Records for this task ▸
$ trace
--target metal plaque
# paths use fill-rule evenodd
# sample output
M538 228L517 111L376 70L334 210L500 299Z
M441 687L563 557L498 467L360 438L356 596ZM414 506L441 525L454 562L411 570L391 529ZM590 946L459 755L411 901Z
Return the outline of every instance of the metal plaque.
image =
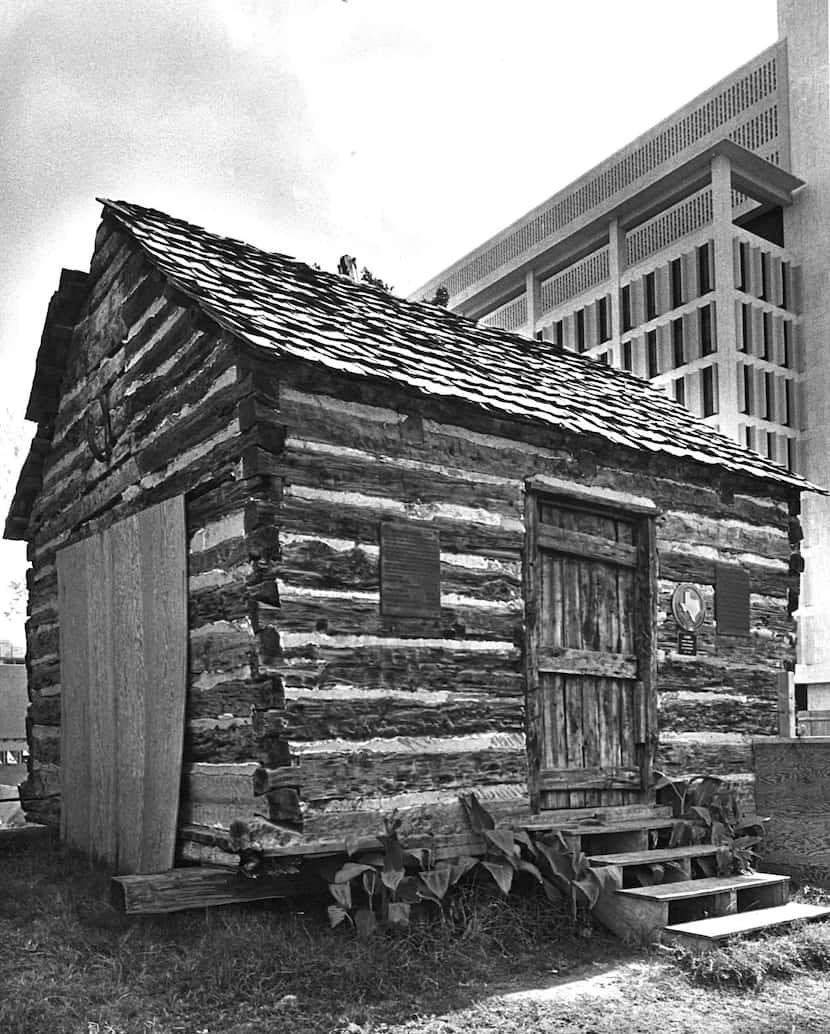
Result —
M441 560L438 529L417 521L380 525L380 613L439 617Z
M749 575L743 568L716 566L714 618L719 636L749 635Z
M681 582L672 594L672 613L684 632L697 632L706 620L706 603L700 589Z

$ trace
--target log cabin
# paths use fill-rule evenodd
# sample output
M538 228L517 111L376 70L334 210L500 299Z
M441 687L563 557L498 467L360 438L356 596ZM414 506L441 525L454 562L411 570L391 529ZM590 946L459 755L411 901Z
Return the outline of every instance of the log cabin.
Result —
M810 486L602 362L102 205L5 525L31 820L153 873L240 819L301 856L393 812L451 843L466 791L751 797Z

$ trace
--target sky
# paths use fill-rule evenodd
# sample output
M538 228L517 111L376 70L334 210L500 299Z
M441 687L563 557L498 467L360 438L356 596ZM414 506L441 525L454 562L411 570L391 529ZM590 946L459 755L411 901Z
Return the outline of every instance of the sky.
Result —
M0 526L96 196L405 295L775 38L774 0L0 0Z

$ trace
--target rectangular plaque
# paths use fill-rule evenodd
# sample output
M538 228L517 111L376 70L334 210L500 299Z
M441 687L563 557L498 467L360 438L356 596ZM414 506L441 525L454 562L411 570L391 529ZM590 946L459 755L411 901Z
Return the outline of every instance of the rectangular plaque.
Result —
M678 632L677 652L681 657L698 656L698 636L695 632Z
M440 617L440 541L433 525L381 523L380 613L385 617Z
M737 565L715 567L714 618L719 636L749 635L749 575Z

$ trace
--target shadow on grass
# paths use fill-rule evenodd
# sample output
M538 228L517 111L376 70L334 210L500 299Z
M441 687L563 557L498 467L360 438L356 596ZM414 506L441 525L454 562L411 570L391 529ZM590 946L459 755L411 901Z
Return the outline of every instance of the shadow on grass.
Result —
M55 844L0 854L0 887L4 1034L377 1029L629 955L532 886L483 880L368 941L330 930L319 900L127 917L109 874Z

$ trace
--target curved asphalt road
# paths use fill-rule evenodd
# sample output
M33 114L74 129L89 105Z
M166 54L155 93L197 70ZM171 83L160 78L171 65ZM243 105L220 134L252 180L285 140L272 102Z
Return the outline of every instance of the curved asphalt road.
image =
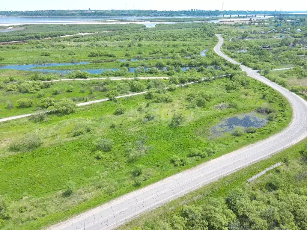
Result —
M214 51L231 62L239 64L220 49L223 39ZM281 132L267 139L223 155L130 193L49 228L49 230L113 229L144 212L195 190L288 148L307 136L307 103L301 98L271 82L252 70L241 65L251 77L278 90L290 102L293 120Z

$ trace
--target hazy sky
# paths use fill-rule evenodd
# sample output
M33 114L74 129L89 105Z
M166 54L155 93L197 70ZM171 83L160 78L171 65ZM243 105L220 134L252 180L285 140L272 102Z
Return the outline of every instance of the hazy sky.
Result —
M180 10L191 8L204 10L223 9L279 11L307 10L307 1L302 0L291 4L286 0L0 0L0 11L43 10L92 10L112 9Z

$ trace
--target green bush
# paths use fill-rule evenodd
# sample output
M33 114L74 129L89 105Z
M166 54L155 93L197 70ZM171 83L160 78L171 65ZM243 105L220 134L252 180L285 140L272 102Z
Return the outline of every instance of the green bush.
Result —
M63 193L63 195L65 197L71 196L73 193L75 186L75 183L72 181L68 182L66 184L66 189Z
M275 108L272 107L261 106L257 109L257 111L259 113L267 113L268 114L272 113L275 113L276 112L276 110Z
M73 78L87 78L89 75L90 74L88 72L74 70L71 74L70 76Z
M169 91L173 91L176 90L177 88L177 86L176 85L174 84L172 84L171 85L170 85L169 87L167 88L167 90Z
M60 94L61 93L60 89L58 88L55 88L52 90L52 94L53 95L56 95Z
M40 91L37 93L38 98L42 98L45 96L45 93L42 91Z
M120 115L125 113L126 111L126 108L123 106L119 106L115 109L114 111L114 114L115 115Z
M255 127L249 127L245 130L248 133L255 133L257 132L257 128Z
M6 91L15 91L17 90L17 86L14 84L9 84L5 89Z
M17 102L18 105L21 108L31 107L34 104L34 102L32 99L28 98L21 98Z
M114 144L114 142L112 140L105 138L97 139L95 142L96 148L105 152L111 151Z
M37 148L43 144L40 136L36 134L26 134L13 142L9 150L13 152L26 151Z
M130 88L133 92L141 92L144 91L145 86L140 82L134 81L130 85Z
M77 105L71 99L63 98L54 105L54 109L57 109L55 112L60 114L69 114L74 113L77 108ZM50 106L49 109L52 110L53 106Z
M152 112L149 112L145 115L145 118L148 121L152 121L154 119L154 114Z
M84 128L79 128L75 129L72 131L73 136L78 136L80 135L85 134L86 133L85 130Z
M232 132L232 135L236 136L241 136L244 135L244 130L240 127L236 127Z
M33 121L35 123L46 121L47 120L47 114L44 112L34 113L29 117L29 120Z
M41 56L50 56L51 55L51 54L49 52L42 52L41 54Z
M54 99L52 98L45 98L41 100L41 107L47 108L50 106L54 106L55 104Z
M74 87L72 86L69 85L67 86L67 88L66 89L66 91L68 93L70 93L72 92L74 90Z
M14 108L14 102L11 101L6 101L5 102L5 108L7 109L11 109Z
M4 226L1 226L2 220L8 220L11 217L11 213L8 208L8 202L2 196L0 196L0 228Z
M290 90L294 93L297 93L299 90L300 88L298 86L291 86Z
M142 174L142 169L138 166L136 166L131 170L131 174L135 177L140 176Z
M175 128L179 126L185 121L185 116L181 112L175 112L172 118L171 126Z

Your goal ▸ Set out every line of the listing above as a numbered list, skipping blank lines and leaving out the picture.

Response ▸
1. $ trace
2. --target metal plaque
3. # paths use fill-rule evenodd
4. # sample output
5. M538 228L517 111L376 70L334 210L500 299Z
6. M441 687L563 557L498 467L360 438L356 596ZM414 506L441 525L454 562L411 570L391 529ZM590 946L459 755L411 901Z
7. Return the outline of every instance of the metal plaque.
8. image =
9. Result —
10. M441 560L438 529L417 521L380 525L380 613L439 617Z
11. M749 575L743 568L716 566L714 618L719 636L749 635Z
12. M681 582L672 594L672 613L684 632L697 632L706 620L706 603L700 589Z
13. $ trace
14. --target log cabin
15. # paths use fill-rule evenodd
16. # sample output
17. M538 228L517 111L376 70L334 210L500 299Z
18. M441 687L563 557L498 467L360 438L356 596ZM414 506L441 525L454 562L411 570L391 529ZM590 946L459 755L411 901Z
19. Return the outline of every instance of the log cabin.
20. Result —
21. M810 486L602 362L102 205L5 525L31 820L153 873L240 819L301 856L393 812L451 843L466 791L751 797Z
22. $ trace
23. --target sky
24. # paths use fill-rule evenodd
25. # sample output
26. M538 228L517 111L376 70L334 210L500 299Z
27. M441 687L563 557L498 467L360 438L356 596ZM414 506L441 525L454 562L411 570L391 529ZM590 946L459 755L411 901Z
28. Return the outline of every instance of the sky.
29. Result —
30. M0 526L96 196L405 295L775 38L774 0L0 0Z
31. $ trace
32. --target rectangular plaque
33. # paths use fill-rule evenodd
34. # sample output
35. M538 228L517 111L376 70L334 210L500 299Z
36. M441 687L563 557L498 467L360 438L356 596ZM414 506L441 525L454 562L411 570L391 529ZM590 946L459 755L411 901Z
37. Return the outline of every instance of the rectangular plaque.
38. Result —
39. M678 632L677 652L681 657L698 656L698 636L695 632Z
40. M440 617L440 541L433 525L381 523L380 613L385 617Z
41. M737 565L715 567L714 618L719 636L749 635L749 575Z
42. $ trace
43. --target shadow on grass
44. # paths use fill-rule evenodd
45. # sample output
46. M538 228L517 111L376 70L334 210L500 299Z
47. M441 687L563 557L498 467L360 438L356 596ZM414 506L441 525L454 562L411 570L391 529ZM590 946L459 755L411 901Z
48. Return the outline of every instance of the shadow on grass.
49. Result —
50. M55 844L0 854L0 887L4 1034L377 1029L629 955L532 886L483 880L368 941L330 930L319 900L127 917L109 874Z
51. $ trace
52. --target curved asphalt road
53. # paths use fill-rule evenodd
54. # sample output
55. M33 114L74 129L89 105Z
56. M166 54L155 93L197 70ZM171 83L160 78L171 65ZM243 105L220 134L252 180L285 140L272 102Z
57. Return the outline of every instance of the curved asphalt road.
58. image =
59. Result —
60. M214 51L231 62L239 64L220 49L223 39ZM281 132L267 139L223 155L130 193L49 228L49 230L113 229L144 212L195 190L288 148L307 136L307 103L301 98L271 82L252 70L241 65L251 77L278 90L290 102L293 120Z
61. $ trace
62. --target hazy sky
63. # paths use fill-rule evenodd
64. # sample output
65. M33 114L74 129L89 105Z
66. M166 54L155 93L197 70ZM171 83L160 78L171 65ZM243 105L220 134L252 180L285 140L272 102Z
67. Return the outline of every instance of the hazy sky.
68. Result —
69. M180 10L191 8L204 10L223 9L279 11L307 10L307 1L302 0L291 4L286 0L0 0L0 11L43 10L92 10L112 9Z
70. $ trace
71. --target green bush
72. # paths use fill-rule evenodd
73. # sample output
74. M33 114L74 129L89 105Z
75. M166 54L155 93L197 70ZM171 83L160 78L171 65ZM243 105L220 134L252 180L285 140L272 102Z
76. Return the outline of every instance of the green bush.
77. Result —
78. M63 193L63 195L65 197L71 196L73 193L75 186L75 183L72 181L68 182L66 184L66 189Z
79. M275 108L272 107L261 106L257 109L257 111L259 113L267 113L268 114L272 113L275 113L276 112L276 110Z
80. M73 78L87 78L89 75L90 74L88 72L74 70L71 74L70 76Z
81. M169 91L173 91L176 90L177 88L177 86L176 85L174 84L172 84L171 85L170 85L169 87L167 88L167 90Z
82. M60 94L61 93L60 89L58 88L55 88L52 90L52 94L53 95L56 95Z
83. M40 91L37 93L38 98L42 98L45 96L45 93L42 91Z
84. M120 115L125 113L126 111L126 108L123 106L119 106L115 109L114 111L114 114L115 115Z
85. M255 127L249 127L245 130L248 133L255 133L257 132L257 128Z
86. M6 91L15 91L17 90L17 86L14 84L9 84L5 89Z
87. M17 102L18 105L21 108L31 107L34 104L34 102L32 99L28 98L21 98Z
88. M114 144L114 142L112 140L105 138L97 139L95 142L96 148L105 152L111 151Z
89. M37 148L43 144L40 136L36 134L26 134L13 142L9 150L13 152L26 151Z
90. M130 88L133 92L141 92L144 91L145 86L140 82L134 81L130 85Z
91. M77 105L71 99L63 98L54 105L54 109L57 109L55 112L60 114L69 114L74 113L77 108ZM50 106L49 109L52 110L53 106Z
92. M152 112L149 112L145 115L145 118L148 121L152 121L154 119L154 114Z
93. M84 128L79 128L75 129L72 131L73 136L78 136L80 135L85 134L86 133L85 130Z
94. M232 132L232 135L236 136L241 136L244 135L244 130L240 127L236 127Z
95. M33 121L35 123L46 121L47 120L47 114L44 112L34 113L29 117L29 120Z
96. M41 56L50 56L51 55L51 54L49 52L42 52L41 54Z
97. M54 99L52 98L45 98L41 100L41 107L47 108L50 106L54 106L55 104Z
98. M74 87L72 86L69 85L67 86L67 88L66 89L66 91L68 93L70 93L72 92L74 90Z
99. M14 108L14 102L11 101L6 101L5 102L5 108L7 109L11 109Z
100. M4 226L1 226L2 220L8 220L11 217L11 213L8 208L8 202L2 196L0 196L0 228Z
101. M290 90L294 93L297 93L299 90L300 88L298 86L291 86Z
102. M142 174L142 169L138 166L136 166L131 170L131 174L135 177L140 176Z
103. M175 128L179 126L185 121L185 116L181 112L175 112L172 118L171 126Z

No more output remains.